In the review of the Luton Hoo spa stay, what is the name of the restaurant where the three-course dinner was served?

## START Reading passage

Arriving on Saturday afternoon and departing on Sunday afternoon, we consumed two lunches, a dinner and a breakfast during our brief time at Luton Hoo, and naturally many courses were involved; we are no amateurs when it comes to our spa getaways!

We arrived at Luton Hoo around 1pm on Saturday, and my grumbling stomach was sorely protesting. As our room wasn’t yet ready, we headed away from the main mansion house and instead over to country club, where the majority of the facilities are based. This includes the trendy 19th Bar. Set on staggered levels and with a minimalist white, dove grey and duck egg blue vibe, this bar hit the nail on the head for being trendy yet peaceful; suitable for country club members watching the sport and spa guests in their robes. Tucking ourselves into a corner booth, we eagerly scanned the lunch menu. We only wanted something light so as not to spoil our dinner reservation, so I opted to have a salad of spinach leaves, butternut squash, feta and pumpkin seeds, washed down with a very nice glass of warming, fruity merlot, while Dan chose the coronation chicken wrap, served with crisps and salad. He paired his lunch with a Magners cider.

I absolutely loved my salad; it featured a lot of components I enjoy but don’t often eat as my husband doesn’t like them – namely the butternut squash and the feta cheese. The feta was crumbled into satisfyingly large chunks for a delicious creaminess which added decadence to the leaves of the salad, while the roasted butternut squash provided an autumnal warmth and soft sweetness. This paired perfectly with the cheese. The pumpkin seeds added a good bite of crunch to the whole mixture. Due to the generous amount of cheese and squash, no dressing was needed at all and I have to say this is probably the nicest salad I have ever eaten. It was light enough for lunch but with really decent amounts of squash and feta which makes you feel you are getting value for money, and not just a pile of flavourless leaves.

Dan also enjoyed his wrap; the chunks of chicken were a generous size also and lightly spiced to suit all palates.
Included in our spa package was a three-course dinner at the country club’s main restaurant; Adam’s Brasserie. The barn-like space features high and airy pale wooden beams and black metalwork ceiling lights. The cream walls proudly showcase black and white movie stills, highlighting all of the films that have had scenes shot at Luton Hoo. Dan and I were ushered into a comfortable horseshoe-shaped booth for our meal; these has more than enough room for two and it was nice to not be squashed onto a tiny table for once just because there’s only two of us. I reclined against the high-backed mushroom coloured seat and it was great to take in the relaxed and happy vibe of the restaurant. Everyone seemed very chilled, unwinding and letting their hair down.

## END Reading passage
## START Excerpted data

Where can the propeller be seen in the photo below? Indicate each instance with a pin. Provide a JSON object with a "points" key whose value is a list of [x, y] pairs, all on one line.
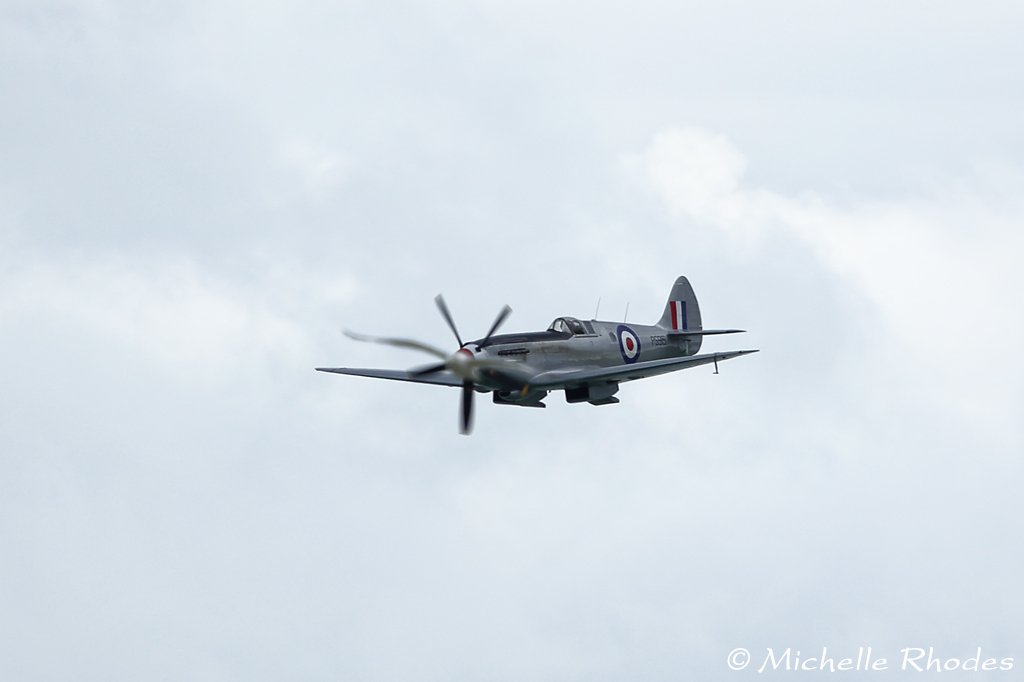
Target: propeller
{"points": [[462, 363]]}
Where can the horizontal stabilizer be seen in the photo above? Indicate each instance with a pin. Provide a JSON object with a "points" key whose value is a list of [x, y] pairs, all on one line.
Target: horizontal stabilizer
{"points": [[705, 332]]}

## END Excerpted data

## Final result
Adam's Brasserie